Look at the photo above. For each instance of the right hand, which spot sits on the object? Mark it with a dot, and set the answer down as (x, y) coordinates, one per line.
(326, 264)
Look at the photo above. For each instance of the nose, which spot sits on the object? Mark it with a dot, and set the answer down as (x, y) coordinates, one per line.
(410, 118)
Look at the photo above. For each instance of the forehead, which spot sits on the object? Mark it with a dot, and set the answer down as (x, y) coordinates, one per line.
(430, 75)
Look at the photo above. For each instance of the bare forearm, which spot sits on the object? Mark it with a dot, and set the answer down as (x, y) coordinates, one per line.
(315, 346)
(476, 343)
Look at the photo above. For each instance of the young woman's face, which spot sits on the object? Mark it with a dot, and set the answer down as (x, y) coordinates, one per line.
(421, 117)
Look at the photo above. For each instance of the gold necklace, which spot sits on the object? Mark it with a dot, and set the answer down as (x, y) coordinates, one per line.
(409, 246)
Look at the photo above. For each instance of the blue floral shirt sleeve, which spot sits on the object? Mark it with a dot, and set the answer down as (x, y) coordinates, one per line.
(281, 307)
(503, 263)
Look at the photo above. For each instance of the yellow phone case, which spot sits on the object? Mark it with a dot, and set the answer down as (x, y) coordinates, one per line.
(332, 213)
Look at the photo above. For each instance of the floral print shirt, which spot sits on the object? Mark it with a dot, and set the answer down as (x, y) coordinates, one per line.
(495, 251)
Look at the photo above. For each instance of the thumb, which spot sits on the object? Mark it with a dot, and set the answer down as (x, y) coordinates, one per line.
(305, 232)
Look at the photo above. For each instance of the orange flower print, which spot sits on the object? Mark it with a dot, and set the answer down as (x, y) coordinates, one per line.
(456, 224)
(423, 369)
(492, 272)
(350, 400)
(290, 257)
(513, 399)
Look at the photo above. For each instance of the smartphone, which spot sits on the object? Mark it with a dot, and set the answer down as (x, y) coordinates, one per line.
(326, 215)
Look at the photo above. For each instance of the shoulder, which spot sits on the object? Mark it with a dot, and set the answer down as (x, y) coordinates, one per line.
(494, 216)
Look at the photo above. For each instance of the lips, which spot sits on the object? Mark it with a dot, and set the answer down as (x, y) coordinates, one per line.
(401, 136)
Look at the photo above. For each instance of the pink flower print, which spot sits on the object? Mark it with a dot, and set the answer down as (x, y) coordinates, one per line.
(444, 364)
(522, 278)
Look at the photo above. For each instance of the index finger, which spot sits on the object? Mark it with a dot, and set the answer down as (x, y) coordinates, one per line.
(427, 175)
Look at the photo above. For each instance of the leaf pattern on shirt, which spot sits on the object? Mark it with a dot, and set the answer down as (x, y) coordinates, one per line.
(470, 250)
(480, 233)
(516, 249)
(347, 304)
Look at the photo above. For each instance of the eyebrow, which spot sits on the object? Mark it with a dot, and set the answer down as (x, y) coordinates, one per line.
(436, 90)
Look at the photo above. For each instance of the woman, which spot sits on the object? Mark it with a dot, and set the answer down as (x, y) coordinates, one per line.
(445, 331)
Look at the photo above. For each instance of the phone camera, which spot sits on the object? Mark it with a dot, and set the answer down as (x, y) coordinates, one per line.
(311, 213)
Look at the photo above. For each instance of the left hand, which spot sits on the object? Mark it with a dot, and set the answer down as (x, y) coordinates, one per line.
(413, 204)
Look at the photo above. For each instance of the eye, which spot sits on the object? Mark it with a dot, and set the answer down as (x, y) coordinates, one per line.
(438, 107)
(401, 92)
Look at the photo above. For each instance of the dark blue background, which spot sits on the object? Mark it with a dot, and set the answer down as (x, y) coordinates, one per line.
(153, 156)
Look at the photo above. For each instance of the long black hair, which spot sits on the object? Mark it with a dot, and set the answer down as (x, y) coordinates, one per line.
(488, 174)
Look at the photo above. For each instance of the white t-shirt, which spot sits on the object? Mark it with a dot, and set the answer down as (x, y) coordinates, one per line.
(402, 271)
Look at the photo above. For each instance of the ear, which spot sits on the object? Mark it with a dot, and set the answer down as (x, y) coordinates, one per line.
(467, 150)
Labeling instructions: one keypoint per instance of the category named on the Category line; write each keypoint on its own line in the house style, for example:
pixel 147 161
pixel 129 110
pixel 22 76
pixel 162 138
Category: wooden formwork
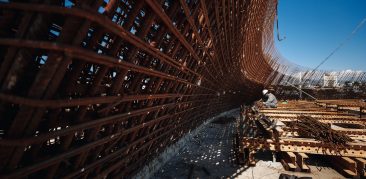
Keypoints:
pixel 279 138
pixel 97 88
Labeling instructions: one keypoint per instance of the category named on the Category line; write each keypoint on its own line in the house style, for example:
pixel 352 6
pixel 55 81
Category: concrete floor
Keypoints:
pixel 210 154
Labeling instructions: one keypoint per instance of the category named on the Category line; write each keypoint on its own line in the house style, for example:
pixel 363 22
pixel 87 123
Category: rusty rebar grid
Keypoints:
pixel 97 88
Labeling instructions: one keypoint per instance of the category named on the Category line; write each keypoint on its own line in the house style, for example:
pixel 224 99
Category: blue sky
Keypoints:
pixel 314 28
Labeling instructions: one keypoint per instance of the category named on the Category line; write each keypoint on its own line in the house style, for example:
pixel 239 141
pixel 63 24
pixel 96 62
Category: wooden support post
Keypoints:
pixel 345 165
pixel 300 160
pixel 361 167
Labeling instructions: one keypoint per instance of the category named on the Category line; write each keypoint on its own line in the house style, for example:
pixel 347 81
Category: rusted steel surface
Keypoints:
pixel 97 88
pixel 292 127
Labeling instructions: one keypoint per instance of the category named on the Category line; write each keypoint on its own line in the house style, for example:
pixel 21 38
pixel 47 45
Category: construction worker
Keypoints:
pixel 271 101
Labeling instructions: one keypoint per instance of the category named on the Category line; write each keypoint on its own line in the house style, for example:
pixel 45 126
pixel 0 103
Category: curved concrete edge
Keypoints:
pixel 149 169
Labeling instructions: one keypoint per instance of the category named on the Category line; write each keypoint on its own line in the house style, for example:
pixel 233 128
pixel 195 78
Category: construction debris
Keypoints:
pixel 307 126
pixel 297 129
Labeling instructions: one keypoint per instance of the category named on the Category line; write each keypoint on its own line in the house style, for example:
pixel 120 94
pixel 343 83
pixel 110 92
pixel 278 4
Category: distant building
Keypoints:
pixel 330 80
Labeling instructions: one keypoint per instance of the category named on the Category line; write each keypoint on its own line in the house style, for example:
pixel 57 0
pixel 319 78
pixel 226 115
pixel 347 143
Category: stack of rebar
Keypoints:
pixel 309 127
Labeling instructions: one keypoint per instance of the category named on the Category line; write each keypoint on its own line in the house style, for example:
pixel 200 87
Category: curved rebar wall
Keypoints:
pixel 96 88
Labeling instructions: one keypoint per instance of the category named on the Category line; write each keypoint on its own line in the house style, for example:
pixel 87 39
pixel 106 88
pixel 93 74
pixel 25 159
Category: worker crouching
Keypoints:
pixel 270 100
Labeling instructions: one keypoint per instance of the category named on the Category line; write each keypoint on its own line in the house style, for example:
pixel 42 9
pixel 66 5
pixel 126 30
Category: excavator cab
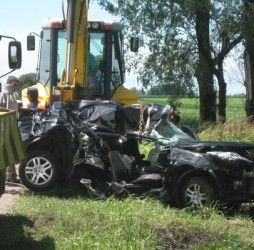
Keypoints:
pixel 88 66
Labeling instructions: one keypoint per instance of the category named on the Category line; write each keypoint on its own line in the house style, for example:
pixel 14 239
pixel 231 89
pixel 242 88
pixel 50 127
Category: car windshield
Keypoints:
pixel 166 132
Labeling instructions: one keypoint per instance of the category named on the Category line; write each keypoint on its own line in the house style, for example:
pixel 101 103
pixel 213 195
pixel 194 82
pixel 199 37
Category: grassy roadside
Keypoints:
pixel 55 222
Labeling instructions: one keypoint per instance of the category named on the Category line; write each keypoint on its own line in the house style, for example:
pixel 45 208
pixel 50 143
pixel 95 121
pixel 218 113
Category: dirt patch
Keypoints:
pixel 12 192
pixel 180 238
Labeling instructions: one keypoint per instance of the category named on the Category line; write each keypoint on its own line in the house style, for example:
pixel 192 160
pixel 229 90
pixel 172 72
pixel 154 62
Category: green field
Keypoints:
pixel 189 108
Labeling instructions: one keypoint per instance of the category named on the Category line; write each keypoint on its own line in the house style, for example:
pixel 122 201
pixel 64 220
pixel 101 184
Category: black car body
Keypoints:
pixel 192 172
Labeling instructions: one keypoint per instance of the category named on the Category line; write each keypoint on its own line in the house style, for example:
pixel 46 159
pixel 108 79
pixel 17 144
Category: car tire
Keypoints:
pixel 40 171
pixel 197 191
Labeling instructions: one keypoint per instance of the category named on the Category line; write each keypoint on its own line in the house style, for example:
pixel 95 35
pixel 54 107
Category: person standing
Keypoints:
pixel 11 174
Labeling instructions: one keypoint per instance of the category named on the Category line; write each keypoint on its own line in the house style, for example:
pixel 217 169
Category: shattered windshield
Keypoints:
pixel 166 132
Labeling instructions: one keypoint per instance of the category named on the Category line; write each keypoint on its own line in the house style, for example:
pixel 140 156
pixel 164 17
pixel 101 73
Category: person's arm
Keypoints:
pixel 3 100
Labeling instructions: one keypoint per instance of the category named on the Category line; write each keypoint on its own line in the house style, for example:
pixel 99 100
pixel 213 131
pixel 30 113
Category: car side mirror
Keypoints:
pixel 15 55
pixel 30 42
pixel 134 44
pixel 190 131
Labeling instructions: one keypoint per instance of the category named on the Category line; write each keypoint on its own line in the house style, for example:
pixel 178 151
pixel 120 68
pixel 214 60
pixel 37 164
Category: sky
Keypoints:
pixel 18 18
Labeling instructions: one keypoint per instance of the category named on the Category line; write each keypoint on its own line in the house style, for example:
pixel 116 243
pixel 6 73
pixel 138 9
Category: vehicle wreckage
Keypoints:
pixel 96 143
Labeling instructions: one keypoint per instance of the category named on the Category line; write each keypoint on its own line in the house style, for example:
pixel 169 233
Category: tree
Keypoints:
pixel 188 41
pixel 248 33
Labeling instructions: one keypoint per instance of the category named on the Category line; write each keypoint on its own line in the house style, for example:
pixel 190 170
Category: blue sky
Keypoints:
pixel 18 18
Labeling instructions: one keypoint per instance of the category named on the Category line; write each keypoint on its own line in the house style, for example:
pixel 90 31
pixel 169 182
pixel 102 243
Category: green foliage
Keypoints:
pixel 52 222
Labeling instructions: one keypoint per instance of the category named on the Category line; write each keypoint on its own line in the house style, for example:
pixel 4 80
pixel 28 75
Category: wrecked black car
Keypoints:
pixel 97 143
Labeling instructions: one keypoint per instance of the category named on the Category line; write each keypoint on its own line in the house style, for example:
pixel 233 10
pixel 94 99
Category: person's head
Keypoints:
pixel 32 94
pixel 14 81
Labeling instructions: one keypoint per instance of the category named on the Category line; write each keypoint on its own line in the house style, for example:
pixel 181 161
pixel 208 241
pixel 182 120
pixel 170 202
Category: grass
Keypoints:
pixel 189 109
pixel 55 222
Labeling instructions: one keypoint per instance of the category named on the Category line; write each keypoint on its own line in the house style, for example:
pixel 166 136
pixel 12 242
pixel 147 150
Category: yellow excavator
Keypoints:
pixel 80 59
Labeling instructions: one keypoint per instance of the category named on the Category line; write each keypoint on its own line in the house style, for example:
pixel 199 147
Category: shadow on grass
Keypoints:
pixel 14 236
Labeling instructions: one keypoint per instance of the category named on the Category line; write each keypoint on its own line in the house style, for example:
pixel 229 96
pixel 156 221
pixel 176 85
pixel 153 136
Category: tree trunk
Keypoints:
pixel 222 92
pixel 204 73
pixel 248 34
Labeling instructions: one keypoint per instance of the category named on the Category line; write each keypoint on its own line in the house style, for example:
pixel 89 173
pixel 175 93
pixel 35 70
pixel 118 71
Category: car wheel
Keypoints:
pixel 197 191
pixel 40 171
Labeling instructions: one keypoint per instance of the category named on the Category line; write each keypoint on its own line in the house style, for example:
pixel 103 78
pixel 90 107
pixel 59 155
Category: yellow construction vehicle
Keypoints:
pixel 80 59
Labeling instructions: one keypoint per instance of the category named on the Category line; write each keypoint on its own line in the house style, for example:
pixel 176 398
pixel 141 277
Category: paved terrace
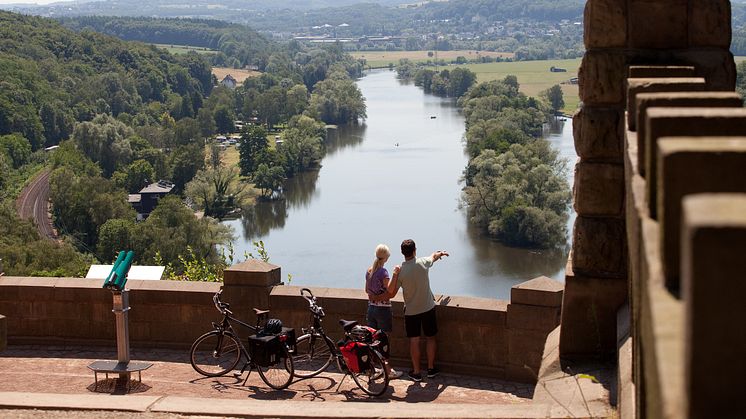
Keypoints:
pixel 57 380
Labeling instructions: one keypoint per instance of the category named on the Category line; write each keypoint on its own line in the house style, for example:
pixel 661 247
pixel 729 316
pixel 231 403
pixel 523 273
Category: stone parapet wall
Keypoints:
pixel 478 336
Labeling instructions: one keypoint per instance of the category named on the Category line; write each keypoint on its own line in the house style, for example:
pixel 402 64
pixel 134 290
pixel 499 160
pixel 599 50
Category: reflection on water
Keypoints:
pixel 397 176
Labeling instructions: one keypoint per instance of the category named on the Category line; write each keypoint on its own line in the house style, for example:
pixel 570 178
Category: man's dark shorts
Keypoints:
pixel 421 322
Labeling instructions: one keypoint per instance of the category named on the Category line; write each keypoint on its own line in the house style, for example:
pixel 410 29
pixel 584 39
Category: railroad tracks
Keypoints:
pixel 34 203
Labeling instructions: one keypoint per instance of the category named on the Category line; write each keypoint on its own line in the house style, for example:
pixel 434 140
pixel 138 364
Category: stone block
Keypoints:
pixel 541 291
pixel 599 189
pixel 655 85
pixel 715 65
pixel 675 122
pixel 713 266
pixel 599 133
pixel 710 23
pixel 689 166
pixel 537 318
pixel 3 333
pixel 648 71
pixel 678 100
pixel 589 316
pixel 658 24
pixel 599 248
pixel 605 24
pixel 601 78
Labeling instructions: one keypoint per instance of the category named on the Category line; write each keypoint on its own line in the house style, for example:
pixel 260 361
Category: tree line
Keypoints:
pixel 124 115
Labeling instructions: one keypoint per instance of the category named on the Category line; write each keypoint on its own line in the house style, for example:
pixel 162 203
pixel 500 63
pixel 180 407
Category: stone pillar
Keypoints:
pixel 3 333
pixel 690 165
pixel 533 312
pixel 248 284
pixel 713 266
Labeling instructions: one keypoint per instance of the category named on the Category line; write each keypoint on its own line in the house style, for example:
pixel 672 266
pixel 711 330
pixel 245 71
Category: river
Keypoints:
pixel 395 177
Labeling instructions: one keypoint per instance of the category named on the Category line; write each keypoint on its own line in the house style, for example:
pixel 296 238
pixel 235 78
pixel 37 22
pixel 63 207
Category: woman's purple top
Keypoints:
pixel 374 285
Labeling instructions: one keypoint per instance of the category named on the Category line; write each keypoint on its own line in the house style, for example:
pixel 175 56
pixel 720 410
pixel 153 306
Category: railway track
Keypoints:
pixel 33 203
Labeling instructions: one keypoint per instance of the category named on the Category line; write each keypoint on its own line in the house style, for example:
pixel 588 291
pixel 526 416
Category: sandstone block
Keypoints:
pixel 689 166
pixel 538 318
pixel 601 78
pixel 599 248
pixel 665 71
pixel 658 24
pixel 679 100
pixel 714 246
pixel 652 85
pixel 541 291
pixel 605 24
pixel 704 17
pixel 599 189
pixel 674 122
pixel 589 313
pixel 598 133
pixel 715 65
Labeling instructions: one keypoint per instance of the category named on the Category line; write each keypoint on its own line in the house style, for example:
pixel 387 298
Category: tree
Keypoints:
pixel 217 191
pixel 251 146
pixel 554 97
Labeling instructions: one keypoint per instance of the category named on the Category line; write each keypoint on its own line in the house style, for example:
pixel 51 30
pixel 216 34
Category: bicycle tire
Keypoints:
pixel 279 375
pixel 215 353
pixel 375 380
pixel 313 354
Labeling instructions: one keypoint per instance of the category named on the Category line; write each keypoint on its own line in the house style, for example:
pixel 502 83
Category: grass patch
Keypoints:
pixel 184 49
pixel 378 59
pixel 534 76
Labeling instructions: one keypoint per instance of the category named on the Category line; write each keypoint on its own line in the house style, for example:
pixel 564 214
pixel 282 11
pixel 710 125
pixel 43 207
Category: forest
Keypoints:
pixel 125 114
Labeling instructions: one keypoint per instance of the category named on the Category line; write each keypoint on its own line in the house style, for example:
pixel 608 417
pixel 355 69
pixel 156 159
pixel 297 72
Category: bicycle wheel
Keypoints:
pixel 313 354
pixel 279 375
pixel 214 353
pixel 375 380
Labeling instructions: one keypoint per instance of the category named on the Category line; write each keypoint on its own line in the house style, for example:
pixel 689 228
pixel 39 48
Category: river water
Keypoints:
pixel 395 177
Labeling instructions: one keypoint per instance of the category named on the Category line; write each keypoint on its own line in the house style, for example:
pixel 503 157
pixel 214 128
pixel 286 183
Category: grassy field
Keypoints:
pixel 379 59
pixel 183 49
pixel 534 76
pixel 239 74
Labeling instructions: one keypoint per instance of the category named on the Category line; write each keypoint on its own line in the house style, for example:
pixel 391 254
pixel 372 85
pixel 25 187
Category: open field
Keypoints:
pixel 239 74
pixel 384 58
pixel 534 76
pixel 183 49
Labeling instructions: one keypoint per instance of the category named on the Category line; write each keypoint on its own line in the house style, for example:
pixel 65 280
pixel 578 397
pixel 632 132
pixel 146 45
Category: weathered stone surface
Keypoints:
pixel 678 100
pixel 666 71
pixel 689 166
pixel 714 245
pixel 715 65
pixel 598 133
pixel 658 24
pixel 605 24
pixel 652 85
pixel 704 17
pixel 599 189
pixel 599 248
pixel 674 122
pixel 589 313
pixel 541 291
pixel 601 78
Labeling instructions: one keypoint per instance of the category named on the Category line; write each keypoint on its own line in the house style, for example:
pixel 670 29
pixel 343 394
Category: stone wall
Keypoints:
pixel 476 336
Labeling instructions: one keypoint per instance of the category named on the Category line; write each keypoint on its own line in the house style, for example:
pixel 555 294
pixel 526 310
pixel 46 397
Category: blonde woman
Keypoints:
pixel 377 280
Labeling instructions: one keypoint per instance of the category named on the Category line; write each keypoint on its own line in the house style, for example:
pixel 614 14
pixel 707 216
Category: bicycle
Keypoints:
pixel 315 351
pixel 219 351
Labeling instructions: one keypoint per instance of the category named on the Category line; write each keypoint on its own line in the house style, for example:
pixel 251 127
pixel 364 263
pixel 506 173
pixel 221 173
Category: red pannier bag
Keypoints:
pixel 356 356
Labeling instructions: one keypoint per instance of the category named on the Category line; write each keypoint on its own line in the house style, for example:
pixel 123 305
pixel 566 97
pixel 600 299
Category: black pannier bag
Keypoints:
pixel 265 350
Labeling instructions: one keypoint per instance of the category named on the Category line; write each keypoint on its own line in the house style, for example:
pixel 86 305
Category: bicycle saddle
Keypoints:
pixel 347 324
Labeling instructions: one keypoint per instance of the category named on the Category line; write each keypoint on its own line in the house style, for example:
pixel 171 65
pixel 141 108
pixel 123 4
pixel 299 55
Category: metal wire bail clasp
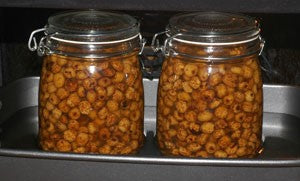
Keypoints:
pixel 262 44
pixel 34 46
pixel 142 43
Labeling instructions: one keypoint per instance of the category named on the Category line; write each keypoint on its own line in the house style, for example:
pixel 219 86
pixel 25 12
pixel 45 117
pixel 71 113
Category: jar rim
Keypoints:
pixel 91 26
pixel 213 28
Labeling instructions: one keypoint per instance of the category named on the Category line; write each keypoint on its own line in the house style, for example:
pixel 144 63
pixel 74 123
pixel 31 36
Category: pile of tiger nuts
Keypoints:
pixel 210 110
pixel 91 106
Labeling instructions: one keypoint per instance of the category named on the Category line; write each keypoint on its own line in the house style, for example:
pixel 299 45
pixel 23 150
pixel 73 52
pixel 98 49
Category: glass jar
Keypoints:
pixel 91 93
pixel 210 96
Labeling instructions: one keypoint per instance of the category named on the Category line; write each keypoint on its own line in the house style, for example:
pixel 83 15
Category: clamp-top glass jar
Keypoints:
pixel 210 88
pixel 91 93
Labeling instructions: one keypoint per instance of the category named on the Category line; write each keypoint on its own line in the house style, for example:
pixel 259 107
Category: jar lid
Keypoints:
pixel 213 27
pixel 92 26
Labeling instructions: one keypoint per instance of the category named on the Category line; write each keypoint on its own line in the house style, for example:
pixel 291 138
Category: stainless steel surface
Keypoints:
pixel 281 129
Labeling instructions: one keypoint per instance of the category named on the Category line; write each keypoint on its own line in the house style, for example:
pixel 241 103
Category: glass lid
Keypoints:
pixel 92 26
pixel 213 27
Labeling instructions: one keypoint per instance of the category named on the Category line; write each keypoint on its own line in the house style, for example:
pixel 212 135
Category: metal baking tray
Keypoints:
pixel 20 158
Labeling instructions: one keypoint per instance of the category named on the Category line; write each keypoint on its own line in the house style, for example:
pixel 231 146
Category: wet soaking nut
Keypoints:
pixel 202 114
pixel 99 111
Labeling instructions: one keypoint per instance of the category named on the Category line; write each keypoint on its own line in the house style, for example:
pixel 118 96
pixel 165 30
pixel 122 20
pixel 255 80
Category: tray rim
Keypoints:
pixel 150 159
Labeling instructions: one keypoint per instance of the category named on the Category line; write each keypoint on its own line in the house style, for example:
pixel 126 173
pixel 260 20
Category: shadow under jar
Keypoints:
pixel 91 93
pixel 210 89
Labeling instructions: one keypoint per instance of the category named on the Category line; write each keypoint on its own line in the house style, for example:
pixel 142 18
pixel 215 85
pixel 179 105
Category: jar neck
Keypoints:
pixel 90 50
pixel 214 52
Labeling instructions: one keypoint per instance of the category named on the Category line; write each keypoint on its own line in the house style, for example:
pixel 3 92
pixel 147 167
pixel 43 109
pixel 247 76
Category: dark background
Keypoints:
pixel 280 28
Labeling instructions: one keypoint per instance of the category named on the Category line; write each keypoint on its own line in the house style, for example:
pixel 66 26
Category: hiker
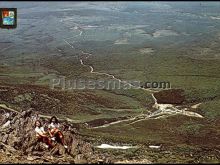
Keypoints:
pixel 42 135
pixel 54 131
pixel 35 116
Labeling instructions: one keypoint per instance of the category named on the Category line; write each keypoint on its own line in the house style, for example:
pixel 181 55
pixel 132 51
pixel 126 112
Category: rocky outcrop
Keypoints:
pixel 17 137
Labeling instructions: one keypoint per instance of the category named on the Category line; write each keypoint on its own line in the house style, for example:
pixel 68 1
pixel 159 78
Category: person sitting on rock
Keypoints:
pixel 42 135
pixel 54 131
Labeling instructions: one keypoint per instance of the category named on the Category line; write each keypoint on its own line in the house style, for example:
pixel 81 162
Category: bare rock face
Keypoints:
pixel 172 96
pixel 19 135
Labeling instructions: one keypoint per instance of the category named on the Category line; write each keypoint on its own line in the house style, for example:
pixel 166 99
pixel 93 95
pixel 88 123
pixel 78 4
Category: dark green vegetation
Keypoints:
pixel 172 42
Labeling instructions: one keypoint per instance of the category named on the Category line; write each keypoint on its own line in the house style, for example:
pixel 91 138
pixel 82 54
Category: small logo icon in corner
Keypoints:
pixel 8 18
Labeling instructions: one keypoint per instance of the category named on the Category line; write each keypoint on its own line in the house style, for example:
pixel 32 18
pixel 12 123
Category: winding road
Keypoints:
pixel 163 110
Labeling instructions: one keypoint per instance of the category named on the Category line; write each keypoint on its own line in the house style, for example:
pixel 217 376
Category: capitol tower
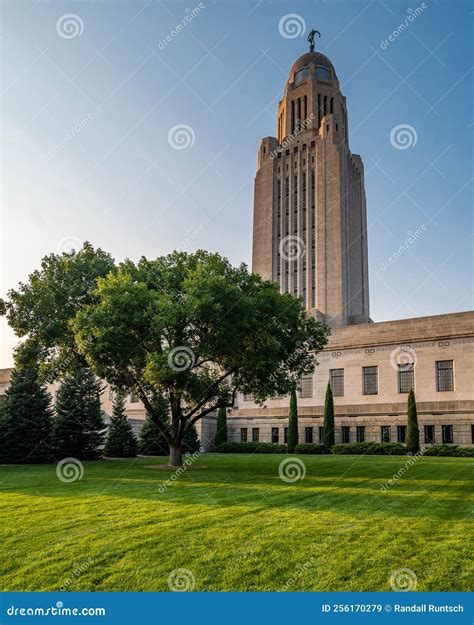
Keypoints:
pixel 310 223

* _Exercise prompt_
What you return should be exactly the lines above, starting at the one with "pixel 138 9" and ending at the one with "Category: tree trunk", and nothing else.

* _Completed exercise_
pixel 138 9
Category: vehicle wreckage
Keypoints:
pixel 96 143
Labeling instructions: one keypoint per instance of the category named on the Category line; write each keypoint on its own line in the house style, for example:
pixel 169 233
Category: tree
Keypoints:
pixel 188 41
pixel 248 33
Labeling instructions: one keypoint per instance of the category named on the Category line; write each keypoint on its own line in the house style, for example:
pixel 190 170
Category: blue sky
Keypoints:
pixel 18 18
Labeling instructions: one keypoint per instance of the category named on the Category line; write each keypoint on its own line in the house style, for example:
pixel 90 31
pixel 169 182
pixel 102 243
Category: green foliage
Keypoints:
pixel 52 222
Labeling instructions: one keypoint per instance of the category named on the Category line; write each keypoint on its own line in the house style, for example:
pixel 4 80
pixel 28 75
Category: wrecked black car
Keypoints:
pixel 97 143
Labeling instructions: one keypoint per instance of the category named on the Category line; write each keypoint on its own line in the house style, for example:
pixel 233 10
pixel 94 99
Category: person's head
Keypoints:
pixel 32 94
pixel 14 81
Labeling instructions: one keypoint per instance of the category named on the Category line; write each keypoint on its own line in the house style, for example:
pixel 181 161
pixel 208 241
pixel 182 120
pixel 170 202
Category: grass
Keypoints:
pixel 189 109
pixel 55 222
Labeling instructions: one keypoint per instance of the category named on the Category line; write each keypoint on its own line in the house style, for example:
pixel 166 136
pixel 12 242
pixel 147 150
Category: yellow excavator
Keypoints:
pixel 80 59
Labeling instructions: one keypoint per instance of the category named on the Category line; write each keypoint on its own line in the house style, for example:
pixel 199 147
Category: shadow on grass
Keypoints:
pixel 14 236
Labeling instructions: one keypoint per instance of the category named on the Category line; write each keypoint on its own line in the house style, for example:
pixel 229 96
pixel 156 221
pixel 176 85
pixel 153 136
Category: tree trunk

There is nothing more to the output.